===== Input records =====
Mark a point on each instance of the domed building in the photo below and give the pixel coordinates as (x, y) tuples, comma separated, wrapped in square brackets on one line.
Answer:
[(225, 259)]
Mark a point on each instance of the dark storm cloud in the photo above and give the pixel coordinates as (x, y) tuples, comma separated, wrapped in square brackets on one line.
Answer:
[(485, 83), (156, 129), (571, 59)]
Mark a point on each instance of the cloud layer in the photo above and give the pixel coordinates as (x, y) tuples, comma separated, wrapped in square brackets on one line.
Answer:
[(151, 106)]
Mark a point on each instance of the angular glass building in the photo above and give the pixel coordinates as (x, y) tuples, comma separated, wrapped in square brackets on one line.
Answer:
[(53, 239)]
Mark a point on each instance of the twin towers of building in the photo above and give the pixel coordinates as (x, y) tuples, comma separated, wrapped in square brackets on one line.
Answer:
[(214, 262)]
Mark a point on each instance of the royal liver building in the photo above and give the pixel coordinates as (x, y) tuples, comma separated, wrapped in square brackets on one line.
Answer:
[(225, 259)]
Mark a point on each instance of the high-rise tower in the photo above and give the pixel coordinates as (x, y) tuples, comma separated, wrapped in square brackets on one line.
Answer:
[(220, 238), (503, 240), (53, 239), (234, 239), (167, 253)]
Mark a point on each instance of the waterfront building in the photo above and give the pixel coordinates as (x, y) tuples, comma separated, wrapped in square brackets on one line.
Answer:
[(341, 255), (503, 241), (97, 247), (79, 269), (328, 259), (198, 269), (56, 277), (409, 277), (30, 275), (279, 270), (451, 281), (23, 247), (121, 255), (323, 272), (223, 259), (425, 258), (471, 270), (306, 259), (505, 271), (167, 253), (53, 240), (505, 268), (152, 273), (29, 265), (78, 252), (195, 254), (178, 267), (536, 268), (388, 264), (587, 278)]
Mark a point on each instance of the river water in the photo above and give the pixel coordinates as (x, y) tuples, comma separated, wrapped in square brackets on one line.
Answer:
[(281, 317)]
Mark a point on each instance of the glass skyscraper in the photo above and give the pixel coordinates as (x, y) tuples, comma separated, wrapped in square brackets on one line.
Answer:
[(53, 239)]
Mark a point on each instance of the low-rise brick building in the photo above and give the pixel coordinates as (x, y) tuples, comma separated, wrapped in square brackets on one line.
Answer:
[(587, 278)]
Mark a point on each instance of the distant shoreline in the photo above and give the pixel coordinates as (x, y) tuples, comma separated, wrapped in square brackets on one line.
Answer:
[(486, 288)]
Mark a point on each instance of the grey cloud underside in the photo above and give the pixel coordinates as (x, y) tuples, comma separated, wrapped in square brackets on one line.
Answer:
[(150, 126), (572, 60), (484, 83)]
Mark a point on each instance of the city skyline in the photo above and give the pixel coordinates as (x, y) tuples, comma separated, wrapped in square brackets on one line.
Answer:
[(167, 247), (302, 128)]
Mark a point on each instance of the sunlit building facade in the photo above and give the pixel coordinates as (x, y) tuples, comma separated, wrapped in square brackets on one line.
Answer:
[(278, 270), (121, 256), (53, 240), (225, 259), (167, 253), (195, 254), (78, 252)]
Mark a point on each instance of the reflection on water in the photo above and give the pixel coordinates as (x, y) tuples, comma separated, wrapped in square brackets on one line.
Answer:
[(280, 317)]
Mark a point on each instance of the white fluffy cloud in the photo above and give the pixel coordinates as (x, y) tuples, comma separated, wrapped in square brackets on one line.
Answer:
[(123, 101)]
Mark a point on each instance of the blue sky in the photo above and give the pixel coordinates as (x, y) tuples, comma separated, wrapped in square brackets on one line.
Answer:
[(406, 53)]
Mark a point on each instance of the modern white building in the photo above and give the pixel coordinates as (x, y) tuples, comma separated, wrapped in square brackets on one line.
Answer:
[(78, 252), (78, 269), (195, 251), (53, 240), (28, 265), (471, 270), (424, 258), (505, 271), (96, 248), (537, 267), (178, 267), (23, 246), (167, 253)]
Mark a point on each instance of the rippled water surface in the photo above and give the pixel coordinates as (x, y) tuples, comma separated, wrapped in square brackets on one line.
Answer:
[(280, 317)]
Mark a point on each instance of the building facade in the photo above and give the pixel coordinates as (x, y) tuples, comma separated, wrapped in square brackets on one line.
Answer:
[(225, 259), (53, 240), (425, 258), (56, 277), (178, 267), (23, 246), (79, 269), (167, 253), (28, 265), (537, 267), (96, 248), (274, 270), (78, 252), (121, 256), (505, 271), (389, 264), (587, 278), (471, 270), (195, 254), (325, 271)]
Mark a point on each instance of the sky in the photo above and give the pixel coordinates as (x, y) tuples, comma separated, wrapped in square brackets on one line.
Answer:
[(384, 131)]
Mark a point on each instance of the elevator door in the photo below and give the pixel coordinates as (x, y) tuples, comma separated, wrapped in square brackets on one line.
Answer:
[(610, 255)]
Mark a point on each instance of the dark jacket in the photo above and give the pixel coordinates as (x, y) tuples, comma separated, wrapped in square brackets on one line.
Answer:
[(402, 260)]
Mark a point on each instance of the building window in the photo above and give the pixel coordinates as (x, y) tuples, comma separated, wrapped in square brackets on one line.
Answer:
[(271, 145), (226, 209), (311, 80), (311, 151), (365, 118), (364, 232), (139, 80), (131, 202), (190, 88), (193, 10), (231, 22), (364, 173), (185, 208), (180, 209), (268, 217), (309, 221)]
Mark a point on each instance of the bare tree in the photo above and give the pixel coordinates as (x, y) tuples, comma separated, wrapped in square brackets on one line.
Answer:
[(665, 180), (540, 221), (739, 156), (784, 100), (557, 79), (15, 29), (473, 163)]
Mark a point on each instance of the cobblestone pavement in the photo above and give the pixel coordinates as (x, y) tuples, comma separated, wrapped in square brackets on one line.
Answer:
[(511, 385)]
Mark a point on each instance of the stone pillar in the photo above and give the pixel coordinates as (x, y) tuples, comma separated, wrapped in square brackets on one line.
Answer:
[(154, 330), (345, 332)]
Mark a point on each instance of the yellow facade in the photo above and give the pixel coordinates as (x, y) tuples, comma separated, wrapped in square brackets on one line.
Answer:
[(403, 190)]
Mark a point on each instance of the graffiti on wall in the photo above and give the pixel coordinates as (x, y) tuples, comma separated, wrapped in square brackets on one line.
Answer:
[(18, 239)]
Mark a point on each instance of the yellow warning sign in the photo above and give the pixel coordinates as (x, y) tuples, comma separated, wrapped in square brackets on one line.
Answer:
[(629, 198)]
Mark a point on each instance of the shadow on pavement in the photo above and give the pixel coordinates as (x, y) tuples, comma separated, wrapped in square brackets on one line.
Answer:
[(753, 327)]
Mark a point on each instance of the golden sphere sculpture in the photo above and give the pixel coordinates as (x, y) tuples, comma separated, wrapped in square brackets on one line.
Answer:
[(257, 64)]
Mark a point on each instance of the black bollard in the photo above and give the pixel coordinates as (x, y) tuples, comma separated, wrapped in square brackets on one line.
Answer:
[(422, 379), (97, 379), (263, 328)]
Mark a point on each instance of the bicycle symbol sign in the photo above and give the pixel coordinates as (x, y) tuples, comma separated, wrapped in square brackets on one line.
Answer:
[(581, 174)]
=====
Write out the whole listing above again, changing "Mark a point" to "Place a dot" everywhere and leaving everything else as it is.

Place a dot on each instance of the domed building in the photo below and give the pixel coordinates as (x, y) tuples, comma separated, wrapped in square brackets on one line.
Answer:
[(225, 259)]
Place a dot on each instance of the dark storm cloud in the photo above and give the pixel coordinates as (x, y) tuples, comma separated, wrapped in square brackets on one line.
Answer:
[(485, 83), (156, 129), (571, 59)]
Place a dot on each instance of the cloud layer in the photo above and give the pixel coordinates as (x, y) tuples, comma separated, wrapped in square brackets on one line.
Answer:
[(151, 106)]
Place a dot on each instance of the angular glass building in the photo above and give the pixel coordinates as (x, y) tuples, comma separated, wrapped in square brackets on one line.
Answer:
[(53, 239)]
Place a dot on each instance of the twin towers of building in the photo above and give the pixel coordinates as (x, y) tuples, comma separated, wrapped in square brackets on one line.
Answer:
[(214, 262)]
Place a dot on each instance of the royal liver building in the photo above and give the pixel coordinates as (x, y) tuples, comma separated, wrapped in square brackets on one line.
Answer:
[(225, 259)]
Place a dot on each instance of the high-rise tower in the photo above and give the pixel coordinates as (x, y) tuples, comma separated, wrapped in square brackets on one line.
Answer:
[(220, 238), (503, 240), (53, 239), (234, 239), (167, 253)]
Place a dot on each instance of the waterfront building in the photo above and give the pixel coordinates as (x, y) tuples, comma separated, wrapped in square brackets on one line.
Answer:
[(341, 255), (503, 241), (97, 247), (79, 269), (328, 259), (198, 269), (56, 277), (409, 277), (30, 275), (279, 270), (451, 281), (23, 247), (121, 255), (323, 272), (223, 259), (425, 258), (471, 270), (306, 259), (505, 271), (167, 253), (53, 240), (505, 268), (152, 273), (29, 265), (78, 252), (195, 254), (178, 267), (536, 268), (388, 264), (587, 278)]
Place a dot on each instance of the river water in the photo above and give the pixel coordinates as (x, y) tuples, comma separated, wrapped in square brackets on one line.
Answer:
[(281, 317)]
Place a dot on each instance of the glass skyscraper in the photo above and give the pixel coordinates as (x, y) tuples, comma separated, wrapped in square brackets on one line.
Answer:
[(53, 239)]
Place a dot on each instance of the low-rise brick building in the photo above and give the pixel coordinates as (x, y) tuples, comma separated, wrapped in square brackets on one line.
Answer:
[(587, 278)]
Place a dot on each instance of the distant shoreline in the photo above and give the pixel coordinates as (x, y) tuples, comma separated, wrapped in square brackets on one line.
Answer:
[(486, 288)]
Place a dot on each instance of the grey cloud underside in the photo above and give the pixel coordinates as (x, y) tuples, comma separated, wrapped in square brackets on one line.
Answer:
[(150, 126), (572, 60), (484, 83)]
Place a dot on each instance of the city skyline in the photo above and give the pixel coordinates as (x, y) tuples, comma separated, wrapped in square brackets on one line.
Answer:
[(167, 247), (302, 128)]
Place a dot on each instance of the sunlit building facade in the photo above and give the pixel coordinates as (x, y) tuples, comma separated, wrapped in square brackets on one line.
Answer:
[(278, 270), (121, 256), (53, 240), (225, 259), (167, 253), (195, 254), (78, 252)]
Place a dot on each instance of the reflection on water in the photo above and give the pixel coordinates as (x, y) tuples, comma separated, wrapped in square brackets on one line.
Answer:
[(280, 317)]
Place a dot on each instance of the white fluffy cloud in the photo above and give the pixel coordinates as (x, y) tuples, comma separated, wrapped in square brackets on one line.
Answer:
[(123, 101)]
Place a dot on each instance of the blue sky in the photo above and give the pixel coordinates as (x, y) tuples, comma separated, wrapped in square brackets on one line.
Answer:
[(406, 53)]
Place a dot on each instance of the modern white building in the photo above and give the pixel coordinates as (x, y) tuples, comma separated, wrapped in square brackets on one line.
Answer:
[(78, 252), (78, 269), (195, 251), (53, 240), (28, 265), (471, 270), (424, 258), (505, 271), (96, 248), (537, 267), (178, 267), (23, 246), (167, 253)]
Place a dot on each instance of the rippled water surface in the photo above and give the pixel coordinates as (x, y) tuples, comma separated, wrapped in square brackets on one line.
Answer:
[(280, 317)]
Place a dot on each instance of the building facade in the photo above and give the pixel coordinates as (x, y) tuples, comma separated, wrapped in square brackets on one line.
Answer:
[(225, 259), (53, 240), (425, 258), (56, 277), (178, 267), (23, 246), (79, 269), (167, 253), (28, 265), (537, 267), (96, 248), (274, 270), (78, 252), (121, 256), (505, 271), (389, 264), (587, 278), (471, 270), (195, 254), (325, 271)]
Place a dot on each instance of the sky in the photo above and give the pixel coordinates as (x, y) tuples, comma separated, wrapped in square brackets on one line.
Answer:
[(384, 131)]
Place a dot on each instance of the elevator door in the photo below and give the pixel coordinates as (x, y) tuples, comma separated, wrapped in square brackets on one line.
Answer:
[(610, 255)]
Place a dot on each instance of the dark jacket in the photo above and give the pixel coordinates as (x, y) tuples, comma separated, wrapped in square brackets on one line.
Answer:
[(402, 260)]
Place a dot on each instance of the building window in the photo above and give the pixel coordinates as (x, y) tuples, comma separated, wrapped in square brackets on one line.
Answer:
[(271, 145), (226, 209), (311, 80), (311, 151), (365, 118), (364, 232), (139, 80), (131, 202), (190, 88), (193, 10), (231, 22), (364, 173), (185, 208), (180, 209), (268, 217), (309, 221)]
Place a dot on each instance of the bare tree in the photo above and give the pixel coordinates as (x, y) tuples, comma separated, wrapped in square brackets on one line.
Answer:
[(665, 180), (540, 221), (739, 156), (784, 100), (557, 79), (15, 29), (473, 163)]
Place a dot on each instance of the cobblestone pavement in the photo above and give the pixel coordinates as (x, y) tuples, comma separated, wrapped in square brackets on one line.
Answer:
[(511, 385)]
Place a dot on each instance of the stone pillar in the photo above and give the pixel coordinates as (x, y) tuples, comma separated, wrapped in square brackets on one line.
Answer:
[(154, 330), (345, 332)]
Place a dot on each instance of the yellow facade in the photo above and give the pixel coordinates as (x, y) tuples, comma separated, wrapped in square brackets on one line.
Answer:
[(403, 190)]
Place a dot on each instance of the graffiti on wall in the photo above and give the pixel coordinates as (x, y) tuples, comma separated, wrapped in square brackets on one line.
Answer:
[(18, 239)]
Place a dot on each instance of the yellow warning sign in the photo above and give the pixel coordinates as (x, y) tuples, comma separated, wrapped in square brackets on one line.
Answer:
[(629, 198)]
Place a dot on each instance of the shadow on pavement in the photo above and give the pixel coordinates as (x, y) tuples, comma separated, wrapped in square brackets on one line.
Answer:
[(753, 327)]
Place a dot on each instance of the golden sphere sculpture in the photo above and give the pixel coordinates as (x, y) tuples, comma separated, wrapped in square brackets on one line.
Answer:
[(257, 64)]
Place a dot on each instance of the black bollard in the photo above and give the pixel coordinates as (x, y) tuples, comma separated, wrapped in square brackets on one line.
Answer:
[(422, 379), (97, 379), (263, 328)]
Place a dot on each instance of the bicycle symbol sign in the photo above and give the pixel coordinates as (x, y) tuples, comma separated, wrapped in square brackets on one line.
Answer:
[(581, 174)]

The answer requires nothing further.